■ **Extrait présenté**
------------------------------------------------------------------------
C’est Agnès qui remporte le prix avec son dessin : « J'ai dessiné la destruction et les feux en forêt. Mais on peut aussi remarquer une fleur rose au premier plan, symbole d'espoir. », nous dit-elle.
Un peu plus loin, j’aperçois des étudiants qui m’intriguent, ils manipulent des objets et semblent vouloir convaincre leur auditoire, mais de quoi ? Je me rapproche et me retrouve au centre d’une compétition de sensibilisation sur l’écologie. Ces étudiants vulgarisent les problèmes environnementaux en s’appuyant sur des expériences scientifiques qu’ils ont montées. Le grand prix revient à l’école élémentaire : 2 So'a avec sa démonstration des conséquences de la déforestation sur les glissements de terrain.
------------------------------------------------------------------------
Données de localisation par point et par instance
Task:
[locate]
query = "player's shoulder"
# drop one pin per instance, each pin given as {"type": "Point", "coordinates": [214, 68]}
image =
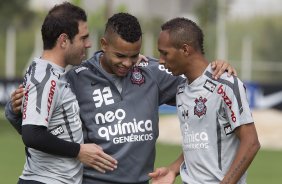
------------------------------------------------------------------------
■ **Activités**
a: Répondez à ces questions d'après l'extrait présenté :
(i) Qui remporte le prix avec son dessin ?
(ii) Que symbolise la fleur rose au premier plan du dessin ?
(iii) Sur quoi les étudiants s'appuient-ils pour vulgariser les problèmes environnementaux ?
b: Pour chaque affirmation, indiquez si l'extrait présenté la confirme. Répondez par oui ou non et citez les mots du texte qui tranchent.
(i) Le dessin d'Agnès représente des feux en forêt.
(ii) Les étudiants présentent des expériences montées par d'autres personnes.
(iii) La démonstration primée porte sur les conséquences de la déforestation sur les inondations.
c: Recopiez fidèlement le passage de l'extrait présenté qui va de « Un peu plus » à « glissements de terrain. ».

■ **Réponses par tâche**
a:
(i) Agnès.
(ii) L'espoir.
(iii) Sur des expériences scientifiques qu'ils ont montées.

b:
(i) Oui : « J'ai dessiné la destruction et les feux en forêt. »
(ii) Non : « des expériences scientifiques qu’ils ont montées »
(iii) Non : « sa démonstration des conséquences de la déforestation sur les glissements de terrain »

c:
Un peu plus loin, j’aperçois des étudiants qui m’intriguent, ils manipulent des objets et semblent vouloir convaincre leur auditoire, mais de quoi ? Je me rapproche et me retrouve au centre d’une compétition de sensibilisation sur l’écologie. Ces étudiants vulgarisent les problèmes environnementaux en s’appuyant sur des expériences scientifiques qu’ils ont montées. Le grand prix revient à l’école élémentaire : 2 So'a avec sa démonstration des conséquences de la déforestation sur les glissements de terrain.